Ian Bicking: a blog

lxml.html

Over the summer I did quite a bit of work on lxml.html. I’m pretty excited about it, because with just a little work HTML starts to be very usefully manipulatable. This isn’t how I’ve felt about HTML in the past, with all HTML emerging from templates and consumed only by browsers.

The ElementTree representation (which lxml copies) is a bit of a nuisance when representing HTML. A few methods improve it, but it is still awkward for content with mixed tags and text (common in HTML, uncommon in most other XML). Looking at Genshi Transforms there are some things I wish we could do, like simply "unwrap" text and then wrap it again. But once you remove a tag the text is thoroughly merged into its neighbors. Another little nuisance is that el.text and el.tail can be None, which means you have to guard a lot of code.

That said, here’s the Genshi example:

>>> html = HTML('''<html>
... <head></head>
... <body>
... Some <em>body</em> text.
... </body>
... </html>''')
>>> print html | Transformer('body/em').map(unicode.upper, TEXT) \
... .unwrap().wrap(tag.u).end() \
... .select('body/u') \
... .prepend('underlined ')

Here’s how you’d do it with lxml.html:

>>> html = fromstring('''... same thing ...''')
>>> def transform(doc):
... for el in doc.xpath('body/em'):
... el.text = (el.text or '').upper()
... el.tag = 'u'
... for el in doc.xpath('body/u'):
... el.text = 'underlined ' + (el.text or '')

I’m not sure if Genshi works in-place here, or makes a copy; otherwise these are pretty much equivalent. Which is better? Personally I prefer mine, and actually prefer it quite strongly, because it’s quite simple — it’s a function with loops and assignments. It’s practically pedestrian in comparison to the Genshi example, which uses methods to declaratively create a transformer.

# Stated problem
Write the next part of the lxml.html blog post, picking up right after its last sentence.

# Entries provided
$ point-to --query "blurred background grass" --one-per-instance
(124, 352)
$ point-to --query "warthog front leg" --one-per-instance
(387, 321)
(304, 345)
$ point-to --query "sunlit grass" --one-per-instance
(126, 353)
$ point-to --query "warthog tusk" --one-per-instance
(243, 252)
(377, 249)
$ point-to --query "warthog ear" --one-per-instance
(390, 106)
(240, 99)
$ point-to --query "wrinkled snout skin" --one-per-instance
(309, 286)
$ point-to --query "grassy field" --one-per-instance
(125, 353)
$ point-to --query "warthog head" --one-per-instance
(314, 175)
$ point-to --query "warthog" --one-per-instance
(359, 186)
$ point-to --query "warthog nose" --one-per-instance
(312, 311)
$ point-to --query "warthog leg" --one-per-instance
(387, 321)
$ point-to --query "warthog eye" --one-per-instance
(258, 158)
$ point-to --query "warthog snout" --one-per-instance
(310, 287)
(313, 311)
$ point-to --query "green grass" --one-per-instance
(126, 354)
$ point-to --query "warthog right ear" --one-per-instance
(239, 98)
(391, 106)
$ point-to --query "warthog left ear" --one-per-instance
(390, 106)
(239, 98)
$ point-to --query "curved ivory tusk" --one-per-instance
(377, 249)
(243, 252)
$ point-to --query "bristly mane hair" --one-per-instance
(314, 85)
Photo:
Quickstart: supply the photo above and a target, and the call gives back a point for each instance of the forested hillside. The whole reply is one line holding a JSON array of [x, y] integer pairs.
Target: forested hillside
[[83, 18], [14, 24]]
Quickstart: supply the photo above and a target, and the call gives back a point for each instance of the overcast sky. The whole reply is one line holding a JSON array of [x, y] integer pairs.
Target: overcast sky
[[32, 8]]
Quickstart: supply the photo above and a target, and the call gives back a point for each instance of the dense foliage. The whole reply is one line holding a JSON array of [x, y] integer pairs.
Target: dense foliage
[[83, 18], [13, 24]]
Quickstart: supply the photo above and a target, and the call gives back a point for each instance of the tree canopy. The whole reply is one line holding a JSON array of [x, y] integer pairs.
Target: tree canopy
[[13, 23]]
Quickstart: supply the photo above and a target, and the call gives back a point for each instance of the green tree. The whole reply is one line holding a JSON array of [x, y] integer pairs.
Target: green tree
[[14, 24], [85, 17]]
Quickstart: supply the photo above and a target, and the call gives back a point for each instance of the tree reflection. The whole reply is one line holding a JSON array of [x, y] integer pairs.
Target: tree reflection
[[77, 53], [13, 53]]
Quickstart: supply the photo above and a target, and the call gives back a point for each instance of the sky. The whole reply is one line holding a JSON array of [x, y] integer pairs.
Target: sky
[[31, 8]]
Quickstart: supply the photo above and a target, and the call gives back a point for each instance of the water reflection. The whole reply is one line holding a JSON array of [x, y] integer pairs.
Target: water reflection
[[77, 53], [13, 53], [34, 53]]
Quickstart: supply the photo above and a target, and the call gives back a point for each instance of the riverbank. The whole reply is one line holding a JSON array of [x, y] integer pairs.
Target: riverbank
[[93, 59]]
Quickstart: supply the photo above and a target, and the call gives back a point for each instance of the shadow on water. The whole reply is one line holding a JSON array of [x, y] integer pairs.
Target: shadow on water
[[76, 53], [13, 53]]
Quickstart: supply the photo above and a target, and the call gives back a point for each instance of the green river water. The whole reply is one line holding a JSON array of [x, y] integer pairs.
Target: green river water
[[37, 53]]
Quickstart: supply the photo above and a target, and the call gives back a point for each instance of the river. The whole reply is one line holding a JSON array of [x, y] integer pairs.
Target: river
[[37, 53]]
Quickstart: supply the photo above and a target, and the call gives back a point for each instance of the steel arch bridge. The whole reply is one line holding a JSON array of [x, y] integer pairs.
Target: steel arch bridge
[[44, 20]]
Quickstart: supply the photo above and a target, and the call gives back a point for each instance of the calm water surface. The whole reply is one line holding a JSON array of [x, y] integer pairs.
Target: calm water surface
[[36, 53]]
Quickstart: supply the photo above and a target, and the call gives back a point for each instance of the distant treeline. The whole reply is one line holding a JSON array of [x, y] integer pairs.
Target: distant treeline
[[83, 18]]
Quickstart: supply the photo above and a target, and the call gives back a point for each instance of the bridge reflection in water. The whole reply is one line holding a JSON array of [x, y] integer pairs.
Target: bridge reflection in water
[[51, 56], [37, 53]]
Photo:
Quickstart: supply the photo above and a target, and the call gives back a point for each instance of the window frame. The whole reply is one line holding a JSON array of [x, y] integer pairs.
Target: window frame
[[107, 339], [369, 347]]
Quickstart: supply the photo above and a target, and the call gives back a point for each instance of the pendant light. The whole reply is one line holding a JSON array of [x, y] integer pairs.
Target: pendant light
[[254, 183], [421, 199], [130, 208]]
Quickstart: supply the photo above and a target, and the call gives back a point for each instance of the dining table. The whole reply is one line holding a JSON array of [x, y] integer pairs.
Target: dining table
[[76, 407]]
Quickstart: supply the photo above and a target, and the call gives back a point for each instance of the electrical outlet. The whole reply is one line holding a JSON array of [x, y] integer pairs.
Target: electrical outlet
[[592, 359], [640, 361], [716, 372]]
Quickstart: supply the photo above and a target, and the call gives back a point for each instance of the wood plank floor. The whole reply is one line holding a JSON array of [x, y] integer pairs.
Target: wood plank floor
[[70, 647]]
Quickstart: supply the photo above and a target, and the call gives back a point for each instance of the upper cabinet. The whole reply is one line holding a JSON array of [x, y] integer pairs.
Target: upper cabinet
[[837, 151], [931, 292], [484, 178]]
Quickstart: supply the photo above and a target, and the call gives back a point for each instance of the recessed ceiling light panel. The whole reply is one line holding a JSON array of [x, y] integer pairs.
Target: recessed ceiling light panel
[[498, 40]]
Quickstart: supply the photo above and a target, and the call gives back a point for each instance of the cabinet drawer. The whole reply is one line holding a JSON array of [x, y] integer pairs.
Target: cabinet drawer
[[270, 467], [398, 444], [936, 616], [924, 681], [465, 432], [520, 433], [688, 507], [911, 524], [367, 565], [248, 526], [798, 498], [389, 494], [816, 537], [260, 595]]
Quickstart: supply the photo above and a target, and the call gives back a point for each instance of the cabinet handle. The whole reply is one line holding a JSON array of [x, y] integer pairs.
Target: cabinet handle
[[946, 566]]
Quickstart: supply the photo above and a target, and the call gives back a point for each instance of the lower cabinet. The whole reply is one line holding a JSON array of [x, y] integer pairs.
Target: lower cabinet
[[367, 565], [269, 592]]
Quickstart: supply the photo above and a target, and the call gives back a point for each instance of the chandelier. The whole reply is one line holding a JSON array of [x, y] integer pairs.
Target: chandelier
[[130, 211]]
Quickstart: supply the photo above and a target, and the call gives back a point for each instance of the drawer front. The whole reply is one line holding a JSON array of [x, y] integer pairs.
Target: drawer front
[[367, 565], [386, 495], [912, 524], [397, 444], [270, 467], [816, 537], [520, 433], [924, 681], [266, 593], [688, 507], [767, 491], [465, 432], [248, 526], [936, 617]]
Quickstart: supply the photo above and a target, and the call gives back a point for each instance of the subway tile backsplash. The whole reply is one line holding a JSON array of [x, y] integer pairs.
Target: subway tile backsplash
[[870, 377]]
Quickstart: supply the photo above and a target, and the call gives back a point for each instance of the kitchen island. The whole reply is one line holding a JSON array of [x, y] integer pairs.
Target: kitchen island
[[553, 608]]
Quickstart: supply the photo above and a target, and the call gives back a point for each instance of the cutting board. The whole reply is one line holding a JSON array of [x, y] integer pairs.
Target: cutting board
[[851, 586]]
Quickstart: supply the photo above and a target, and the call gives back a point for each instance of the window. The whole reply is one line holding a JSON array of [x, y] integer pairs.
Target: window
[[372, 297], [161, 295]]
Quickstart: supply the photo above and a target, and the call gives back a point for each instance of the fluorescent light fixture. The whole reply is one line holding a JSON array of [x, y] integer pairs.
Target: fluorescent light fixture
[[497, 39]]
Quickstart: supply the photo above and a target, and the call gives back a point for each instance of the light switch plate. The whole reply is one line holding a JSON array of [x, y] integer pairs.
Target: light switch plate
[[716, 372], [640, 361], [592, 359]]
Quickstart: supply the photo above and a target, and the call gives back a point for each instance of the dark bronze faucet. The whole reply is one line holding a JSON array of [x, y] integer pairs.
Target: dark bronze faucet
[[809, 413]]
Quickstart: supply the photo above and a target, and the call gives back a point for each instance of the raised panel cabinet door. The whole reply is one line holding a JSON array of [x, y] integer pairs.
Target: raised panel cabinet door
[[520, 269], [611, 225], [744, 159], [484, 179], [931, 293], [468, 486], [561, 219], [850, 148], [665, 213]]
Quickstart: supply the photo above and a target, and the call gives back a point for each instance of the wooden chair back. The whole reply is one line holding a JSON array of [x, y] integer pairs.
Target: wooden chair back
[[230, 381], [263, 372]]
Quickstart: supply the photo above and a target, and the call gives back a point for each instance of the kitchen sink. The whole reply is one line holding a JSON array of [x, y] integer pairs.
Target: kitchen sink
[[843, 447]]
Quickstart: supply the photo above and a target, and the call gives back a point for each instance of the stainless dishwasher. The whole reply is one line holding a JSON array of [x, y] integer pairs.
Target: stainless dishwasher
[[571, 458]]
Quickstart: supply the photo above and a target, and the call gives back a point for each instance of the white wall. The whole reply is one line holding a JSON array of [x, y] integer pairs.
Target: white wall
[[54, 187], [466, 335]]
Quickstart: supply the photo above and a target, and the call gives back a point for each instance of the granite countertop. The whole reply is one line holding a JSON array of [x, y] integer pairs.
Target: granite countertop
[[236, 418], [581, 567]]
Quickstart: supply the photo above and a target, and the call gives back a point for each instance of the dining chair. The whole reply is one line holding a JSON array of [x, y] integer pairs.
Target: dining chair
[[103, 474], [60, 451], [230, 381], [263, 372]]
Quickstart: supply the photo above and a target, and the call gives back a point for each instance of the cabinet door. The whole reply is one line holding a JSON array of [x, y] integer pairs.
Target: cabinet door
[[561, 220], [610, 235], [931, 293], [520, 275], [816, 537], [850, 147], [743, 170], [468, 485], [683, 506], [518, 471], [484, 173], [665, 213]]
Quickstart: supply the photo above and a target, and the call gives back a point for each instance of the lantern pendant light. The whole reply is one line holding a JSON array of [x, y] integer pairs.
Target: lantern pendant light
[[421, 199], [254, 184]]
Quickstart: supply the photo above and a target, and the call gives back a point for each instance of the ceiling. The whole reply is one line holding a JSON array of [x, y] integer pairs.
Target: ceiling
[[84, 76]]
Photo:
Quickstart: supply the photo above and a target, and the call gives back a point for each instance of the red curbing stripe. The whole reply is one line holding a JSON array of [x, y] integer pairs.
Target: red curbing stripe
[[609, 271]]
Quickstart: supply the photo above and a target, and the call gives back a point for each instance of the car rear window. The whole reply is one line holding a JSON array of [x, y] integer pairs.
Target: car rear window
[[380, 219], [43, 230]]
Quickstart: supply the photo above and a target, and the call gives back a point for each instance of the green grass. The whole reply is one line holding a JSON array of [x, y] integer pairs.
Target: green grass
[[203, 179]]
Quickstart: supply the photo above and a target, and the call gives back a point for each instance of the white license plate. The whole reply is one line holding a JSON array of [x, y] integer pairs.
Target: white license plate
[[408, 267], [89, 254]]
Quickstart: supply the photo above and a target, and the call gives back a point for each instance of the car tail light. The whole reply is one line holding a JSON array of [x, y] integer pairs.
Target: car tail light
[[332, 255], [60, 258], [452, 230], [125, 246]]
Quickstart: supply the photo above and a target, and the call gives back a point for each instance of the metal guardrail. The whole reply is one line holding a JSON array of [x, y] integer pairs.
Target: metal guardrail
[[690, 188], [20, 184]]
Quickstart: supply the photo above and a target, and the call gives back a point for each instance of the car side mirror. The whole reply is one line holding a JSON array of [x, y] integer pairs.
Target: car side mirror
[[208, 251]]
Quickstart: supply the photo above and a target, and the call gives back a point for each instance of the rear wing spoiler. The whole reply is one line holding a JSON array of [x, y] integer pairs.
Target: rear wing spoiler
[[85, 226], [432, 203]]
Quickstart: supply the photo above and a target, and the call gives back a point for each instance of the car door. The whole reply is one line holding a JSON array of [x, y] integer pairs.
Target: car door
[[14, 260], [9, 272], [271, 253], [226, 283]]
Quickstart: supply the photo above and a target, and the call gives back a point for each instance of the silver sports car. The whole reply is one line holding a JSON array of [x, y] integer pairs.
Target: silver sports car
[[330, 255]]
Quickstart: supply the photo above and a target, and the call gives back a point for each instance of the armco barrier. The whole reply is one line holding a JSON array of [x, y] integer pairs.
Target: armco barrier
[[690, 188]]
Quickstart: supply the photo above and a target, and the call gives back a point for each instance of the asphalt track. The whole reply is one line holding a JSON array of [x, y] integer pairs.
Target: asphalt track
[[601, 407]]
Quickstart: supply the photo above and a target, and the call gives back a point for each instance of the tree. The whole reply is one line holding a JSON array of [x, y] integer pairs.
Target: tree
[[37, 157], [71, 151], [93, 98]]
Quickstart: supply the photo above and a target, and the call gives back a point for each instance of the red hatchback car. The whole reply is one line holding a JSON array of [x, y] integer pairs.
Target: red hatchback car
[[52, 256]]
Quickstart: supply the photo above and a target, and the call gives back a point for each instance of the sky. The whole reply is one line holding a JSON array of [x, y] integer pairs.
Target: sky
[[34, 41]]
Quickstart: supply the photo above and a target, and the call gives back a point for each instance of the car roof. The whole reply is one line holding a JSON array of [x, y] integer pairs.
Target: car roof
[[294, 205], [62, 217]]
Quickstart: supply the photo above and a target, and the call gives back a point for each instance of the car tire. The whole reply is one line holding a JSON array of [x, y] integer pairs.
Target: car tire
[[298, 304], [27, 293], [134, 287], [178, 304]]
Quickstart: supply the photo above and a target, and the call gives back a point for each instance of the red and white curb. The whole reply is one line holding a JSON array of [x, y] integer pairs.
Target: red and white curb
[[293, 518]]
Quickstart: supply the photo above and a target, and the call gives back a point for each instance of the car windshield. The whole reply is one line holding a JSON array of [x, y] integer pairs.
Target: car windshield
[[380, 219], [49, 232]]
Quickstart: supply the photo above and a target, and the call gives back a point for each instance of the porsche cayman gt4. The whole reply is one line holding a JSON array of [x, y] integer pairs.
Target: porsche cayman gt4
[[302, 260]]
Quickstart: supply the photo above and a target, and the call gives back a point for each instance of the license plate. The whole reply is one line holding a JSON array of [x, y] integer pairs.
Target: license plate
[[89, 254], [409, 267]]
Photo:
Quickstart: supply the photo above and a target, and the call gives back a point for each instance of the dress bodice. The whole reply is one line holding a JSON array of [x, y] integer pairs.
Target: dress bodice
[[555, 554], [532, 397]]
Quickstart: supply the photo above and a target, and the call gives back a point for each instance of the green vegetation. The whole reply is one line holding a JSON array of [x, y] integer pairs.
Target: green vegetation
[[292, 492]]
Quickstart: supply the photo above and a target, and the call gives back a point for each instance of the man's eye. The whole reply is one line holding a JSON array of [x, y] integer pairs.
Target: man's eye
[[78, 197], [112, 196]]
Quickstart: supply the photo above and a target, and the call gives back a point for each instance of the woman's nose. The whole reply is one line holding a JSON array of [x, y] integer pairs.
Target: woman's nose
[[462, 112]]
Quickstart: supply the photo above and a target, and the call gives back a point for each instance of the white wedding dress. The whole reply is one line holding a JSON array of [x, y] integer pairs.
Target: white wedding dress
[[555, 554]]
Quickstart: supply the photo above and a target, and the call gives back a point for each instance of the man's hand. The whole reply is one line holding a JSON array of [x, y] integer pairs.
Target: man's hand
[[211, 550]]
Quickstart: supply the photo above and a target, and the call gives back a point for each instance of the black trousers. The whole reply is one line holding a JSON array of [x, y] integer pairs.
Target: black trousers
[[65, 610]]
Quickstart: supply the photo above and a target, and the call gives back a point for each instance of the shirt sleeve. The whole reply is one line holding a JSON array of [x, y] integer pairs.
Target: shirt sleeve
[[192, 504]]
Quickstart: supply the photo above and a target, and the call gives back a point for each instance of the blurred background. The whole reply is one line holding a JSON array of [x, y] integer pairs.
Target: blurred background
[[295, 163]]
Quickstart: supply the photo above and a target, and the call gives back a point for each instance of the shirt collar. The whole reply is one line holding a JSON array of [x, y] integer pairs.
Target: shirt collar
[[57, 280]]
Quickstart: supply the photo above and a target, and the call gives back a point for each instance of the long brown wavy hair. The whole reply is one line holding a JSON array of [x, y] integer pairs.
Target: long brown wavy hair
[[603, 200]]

# Answer to the exercise
Some of the things now in lxml.html include:

Link handling, which is particularly focused on rewriting links so you can put HTML fragments into a new context without breaking the relative links.
Smart doctest comparisons (attribute-order-neutral comparisons, with improved diffs, and also whitespace neutral, based loosely on formencode.doctest_xml_compare). Inside your doctest choose XML parsing with from lxml import usedoctest or HTML parsing with from lxml.html import usedoctest. I consider the import trick My Worst Monkeypatch Ever, but it kind of reads nicely. For testing it is very nice.
Cleaning code, to avoid XSS attacks, in lxml.html.clean. This is still pretty messy, because there’s lots of little things you may or may not want to protect against. E.g., I think I can mostly clean out style tags (at least of Javascript), but some people might want to remove all style. So there’s an option. There’s lots of options. Too many.
With the cleaning code there’s word-wrapping code and autolinking code. I think of these as clean-up-people’s-scrappy-HTML tools. Also important for putting untrusted HTML in a new context.
I rewrote htmlfill in lxml.html.formfill. It’s a bit simpler, and keeps error messages separate from actual value filling. They were really only combined because I didn’t want to do two passes with HTMLParser for the two steps, but that doesn’t matter when you load the document into memory. I also stopped using markup like <form:error> for placing error messages; it’s all automatic now, which I suppose is both good and bad.
After I wrote lxml.html.formfill I got it into my head to make smarter forms more natively. So now you can do:

>>> from lxml.html import parse
>>> page = parse('http://tripsweb.rtachicago.com/').getroot()
>>> form = page.forms[0]
>>> from pprint import pprint
>>> pprint(form.form_values())
[('action', 'entry'),
('resptype', 'U'),
('Arr', 'D'),
('f_month', '09'),
('f_day', '21'),
('f_year', '2007'),
('f_hours', '9'),
('f_minutes', '30'),
('f_ampm', 'AM'),
('Atr', 'N'),
('walk', '0.9999'),
('Min', 'T'),
('mode', 'A')]
>>> for key in sorted(f.fields.keys()):
... print key
None
Arr
Atr
Dest
Min
Orig
action
dCity
endpoint
f_ampm
f_day
f_hours
f_minutes
f_month
f_year
mode
oCity
resptype
startpoint
walk
>>> f.fields['Orig'] = '1500 W Leland'
>>> f.fields['Dest'] = 'LINCOLN PARK ZOO'
>>> from lxml.html import submit_form()
>>> result = parse(submit_form(f)).getroot()

From there I’d have to actually scrape the results to figure out what the best trip was, which isn’t as easy.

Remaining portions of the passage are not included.